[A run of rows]
+ + + + + + +
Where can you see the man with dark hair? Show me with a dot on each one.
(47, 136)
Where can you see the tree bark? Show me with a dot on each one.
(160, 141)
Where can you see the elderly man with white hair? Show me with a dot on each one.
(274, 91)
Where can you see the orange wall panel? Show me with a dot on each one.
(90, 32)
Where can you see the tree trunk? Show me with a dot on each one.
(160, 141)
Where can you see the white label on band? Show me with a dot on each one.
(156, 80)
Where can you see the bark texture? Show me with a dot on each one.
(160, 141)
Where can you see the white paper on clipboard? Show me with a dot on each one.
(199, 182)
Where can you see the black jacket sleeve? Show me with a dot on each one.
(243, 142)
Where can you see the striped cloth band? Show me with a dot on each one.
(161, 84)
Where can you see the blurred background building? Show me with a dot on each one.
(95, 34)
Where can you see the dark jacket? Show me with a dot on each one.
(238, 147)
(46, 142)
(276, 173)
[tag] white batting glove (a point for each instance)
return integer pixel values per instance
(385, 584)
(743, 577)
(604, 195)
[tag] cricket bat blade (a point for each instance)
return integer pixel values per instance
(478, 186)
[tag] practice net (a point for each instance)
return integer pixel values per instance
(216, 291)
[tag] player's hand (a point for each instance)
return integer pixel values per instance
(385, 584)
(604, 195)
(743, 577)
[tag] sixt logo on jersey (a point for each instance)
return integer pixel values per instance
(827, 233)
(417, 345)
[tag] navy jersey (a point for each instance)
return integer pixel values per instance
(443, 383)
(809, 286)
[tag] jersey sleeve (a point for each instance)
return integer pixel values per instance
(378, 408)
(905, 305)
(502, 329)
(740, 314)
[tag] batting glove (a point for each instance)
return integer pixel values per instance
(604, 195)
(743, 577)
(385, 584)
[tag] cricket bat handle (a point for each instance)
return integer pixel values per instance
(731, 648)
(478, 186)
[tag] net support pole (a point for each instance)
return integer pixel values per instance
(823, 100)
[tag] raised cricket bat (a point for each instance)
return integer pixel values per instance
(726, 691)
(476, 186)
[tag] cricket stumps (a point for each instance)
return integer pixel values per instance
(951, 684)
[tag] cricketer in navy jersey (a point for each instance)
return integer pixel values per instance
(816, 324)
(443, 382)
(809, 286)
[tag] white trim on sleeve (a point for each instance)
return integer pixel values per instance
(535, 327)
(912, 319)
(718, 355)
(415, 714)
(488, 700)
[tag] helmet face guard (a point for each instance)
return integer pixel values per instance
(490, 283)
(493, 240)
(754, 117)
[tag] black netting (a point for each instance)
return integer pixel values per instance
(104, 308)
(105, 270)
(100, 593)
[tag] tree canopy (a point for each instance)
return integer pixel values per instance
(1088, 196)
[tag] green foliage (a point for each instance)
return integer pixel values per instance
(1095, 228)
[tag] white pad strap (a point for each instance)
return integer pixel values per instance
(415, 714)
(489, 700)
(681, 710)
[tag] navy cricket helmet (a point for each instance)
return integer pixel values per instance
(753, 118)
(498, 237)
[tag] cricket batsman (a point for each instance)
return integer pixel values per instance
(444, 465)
+ + + + + + +
What you should do -> Return every row above word for word, with no changes.

Full output ->
Where can you see the man with dark hair? Show me with a dot on each one.
(47, 136)
Where can you see the tree bark? Show me with a dot on each one.
(160, 141)
Where can you see the elderly man with white hair? Show me with a dot on each one.
(274, 91)
Where can you see the orange wall panel? Show me with a dot on each one.
(90, 32)
Where can you see the tree trunk? Show me with a dot on each one.
(160, 141)
Where can you see the white label on band? Show me with a dot on each one.
(156, 80)
Where can you see the bark texture? Show me with a dot on each one.
(160, 141)
Where can you see the white paper on clipboard? Show me with a dot on each one.
(199, 182)
Where can you see the black jacket sleeve? Show me with a dot on each one.
(243, 142)
Where can you see the striped cloth band? Show me with a dot on each one.
(161, 84)
Where can you see the blurred background building? Show me with a dot on each one.
(95, 34)
Where can you see the dark jacket? Show me with a dot on each one.
(238, 147)
(46, 142)
(276, 173)
[tag] white batting glove (a point for each instance)
return integer pixel values per instance
(385, 584)
(743, 577)
(604, 195)
[tag] cricket bat blade (a point for each instance)
return integer pixel values per instance
(478, 186)
[tag] practice net (a point for each instance)
return integer pixel values per instance
(216, 291)
[tag] player's hand (a point for each instance)
return integer pixel values per instance
(385, 584)
(604, 195)
(743, 577)
[tag] sixt logo on jersey (a point for each instance)
return integer pixel values per instance
(827, 233)
(417, 345)
[tag] navy jersey (a point for each instance)
return integer pixel values per instance
(443, 383)
(809, 286)
[tag] jersey sleeve (a point for each instance)
return integer pixel values per instance
(378, 408)
(905, 305)
(502, 329)
(740, 314)
[tag] batting glove (a point for each instance)
return integer pixel values per instance
(604, 195)
(743, 577)
(385, 584)
[tag] cricket bat handle (a point for each instance)
return integer pixel values per instance
(731, 648)
(478, 186)
[tag] net support pole (a point for each instance)
return integer pixel values per instance
(823, 100)
[tag] raised cricket bat (a point for each instance)
return integer pixel values per instance
(726, 691)
(476, 186)
[tag] cricket stumps (a point for each instance)
return integer pixel values per instance
(951, 684)
[tag] cricketer in navy jersey (a point for each instance)
return integer pixel values per instance
(816, 324)
(443, 382)
(809, 286)
[tag] white trim on sleeve (a point for each instance)
return integer pixel values per instance
(535, 327)
(912, 319)
(718, 355)
(415, 714)
(488, 700)
[tag] helmet face guard (a point for each instance)
return integer pixel values per instance
(490, 283)
(493, 240)
(754, 117)
[tag] black netting (a point for each instance)
return integer pixel values per instance
(104, 308)
(105, 270)
(100, 593)
[tag] tree canopy (a point for each instance)
return integer pixel values per instance
(1088, 196)
[tag] green foliage (a point for each instance)
return integer pixel values per instance
(1095, 228)
[tag] white pad strap (a point for each instance)
return integer pixel values per instance
(415, 714)
(489, 700)
(681, 710)
[tag] navy cricket helmet (a point for each instance)
return integer pixel values per instance
(753, 118)
(498, 237)
[tag] cricket batsman (a point for each instance)
return integer pixel values per instance
(444, 465)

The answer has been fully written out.